> Source passage

This summation also equals one, since it is the sum of all the probabilities in a \(\texttt{binom}(n-2,p)\) distribution, so \(E(X(X-1)) = n(n-1)p^2,\) and it follows that \[E(X^2) = E(X(X-1))+E(X) = n(n-1)p^2 + np.\]

Finally, \[\begin{align*} V(X) &= E(X^2) - E(X)^2 \\ &= n(n-1)p^2 + np - (np)^2 \\ &= n^2p^2 - np^2 + np - n^2p^2 \\ &= np(1-p) \end{align*}\]

**Example 7.1 (Guessing on a multiple choice test) **A multiple choice exam has 15 questions. Each question has 4 possible answers. If a student answers each question with a random guess, what is the probability they will score 10 or higher?

Let \(X\) = the score on the test. Then, \(X\) is \(\texttt{binom}(n=15,p=1/4)\).

Now, \[P(X \geq 10) = \sum_{x = 10}^{15} \binom{15}{x}\left(\frac{1}{4}\right)^x\left(\frac{3}{4}\right)^{15-x} \approx .0008.\]

**Calculating this sum in R**

R has a nice command for calculating cumulative probabilities of the form \(P(X \leq x)\).If \(X\) is \(\texttt{binom}(n,p),\) then \(P(X \leq x)\) is calculated in R by `pbinom(x,n,p)`

. So, in the case of the multiple choice test, \(P(X \geq 10) = 1 - P(X \leq 9) =\) `1-pbinom(9,15,1/4)`

. See Appendix C) for more information on using R to calculate probabilities for the important discrete distributions we encounter in this class.

Back to the test, they have less than a 1 in a thousand chance of scoring a 10 or better if they are truly guessing. Note also that the mean for \(X\) is \(E(X) = 15 \cdot \frac{1}{4} = 3.75\).

What if they can eliminate one of the choices on each problem, and randomly guess between the remaining three choices on each problem? Are they likely to do better? If we let \(Y\) denote the score on the test following this approach, then \(Y\) is \(\texttt{binom}(n=15,p=1/3),\) and the probability of scoring 10 or greater ends up about 10 times better than it was before, but still miniscule:

\[P(Y \geq 10) = \sum_{y = 10}^{15} \binom{15}{y}\left(\frac{1}{3}\right)^y\left(\frac{2}{3}\right)^{15-y} \approx .0085,\] The mean score is now \(E(Y) = 15\cdot\frac{1}{3} = 5.\) Ok, not great, but it is better, I guess.

**Example 7.2 (Pay the meter?) **This example is adapted from an exercise in the Grinstead-Snell text. Flint never puts money in a 25-cent parking meter downtown. He assumes that there is a probability of .03 that he will be caught. The first offense costs nothing, the second costs 10 dollars, and subsequent offenses cost 25 dollars each.

How does the expected cost of parking 100 times without paying the meter compare with the cost of paying the meter each time?

Assume parking events are independent, identical Bernoulli trials with probability \(p = .03\) of getting a ticket. Then the random variable \(X\) counting the number of tickets in 100 trials is \(\texttt{binom}(100,.03),\) and we note that \(E(X) = 100\cdot(.03) = 3\).

> Supplied material
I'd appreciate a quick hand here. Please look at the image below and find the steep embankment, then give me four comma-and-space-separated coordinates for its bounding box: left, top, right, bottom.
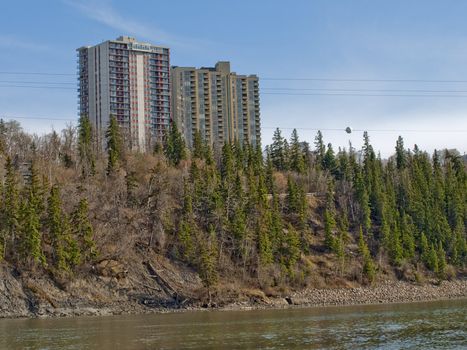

> Your tasks
A. Translate this sentence from the binomial distribution passage into French: "The first offense costs nothing, the second costs 10 dollars, and subsequent offenses cost 25 dollars each."
B. Answer these questions using the binomial distribution passage:
(i) How many possible answers does each question on the multiple choice exam have?
(ii) Which R command gives \(P(X \leq x)\) when \(X\) is \(\texttt{binom}(n,p)\)?
(iii) What probability of being caught does Flint assume?
C. Carry on the binomial distribution passage from its final sentence. Work out the expected cost of parking 100 times without paying, and compare it with the cost of paying the meter each time.

> Task results
A. La première infraction ne coûte rien, la deuxième coûte 10 dollars, et les infractions suivantes coûtent 25 dollars chacune.

B.
(i) Four.
(ii) `pbinom(x,n,p)`
(iii) .03

C.
In deciding whether to pay the meter, one idea is to consider the cost associated to the expected number of tickets, which would be $35. This amount is higher than the $25 Flint would pay by chucking in a quarter each time. But this approach doesn’t give the full picture.

Instead, let’s determine the expected cost associated to parking 100 times without paying the meter. If Flint never pays the meter, the parking cost \(C\) of these 100 trials is the following function of \(X\):

\[ C(x)= \begin{cases} 0 &\text{ if }x = 0,1 \\ 10 &\text{ if } x = 2 \\ 10+25(x-2) &\text{ if } x \geq 3 \end{cases} \]

Then the expected cost associated with these 100 trials, \(E(C),\) is \[\begin{align*} E(C) &= \sum_{x=0}^{100} C(x)\cdot p(x)\\ &= C(2)\cdot p(2) + \sum_{x=3}^{100} (10 + 25\cdot(x-2))\cdot p(x) \\ &= 10\cdot p(2) + \sum_{x=3}^{100} (25x - 40)\cdot p(x) \\ &= 10\cdot p(2) + \left(E(25X-40) - \sum_{x=0}^{2} (25x - 40)\cdot p(x)\right)\\ &= 10\cdot p(2) + [25\cdot E(X) - 40] - \left(-40\cdot p(0) -15 \cdot p(1)+ 10*p(2)\right)\\ &= [25 E(X) - 40] + 40 \cdot p(0) + 15 \cdot p(1) \\ &= [(25 \cdot 3) - 40] + 40\cdot(.97)^{100} + 15\cdot 100(.03)(.97)^{99} \\ &\approx 39.10. \end{align*}\]

Yes, Flint is better off putting a quarter in the meter each time for a cost of $25 in parking. But never tell Flint the odds.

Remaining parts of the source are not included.